Work required
Every record must be repeated exactly, with no omission.

The data Block Start

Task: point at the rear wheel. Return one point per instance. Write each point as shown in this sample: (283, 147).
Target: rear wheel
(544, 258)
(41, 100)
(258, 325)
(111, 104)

The data Block End

Solution
Task: point at the rear wheel. Return one point per instance. Write each point as shown in this sample: (283, 147).
Target: rear wheel
(544, 258)
(41, 100)
(258, 325)
(111, 104)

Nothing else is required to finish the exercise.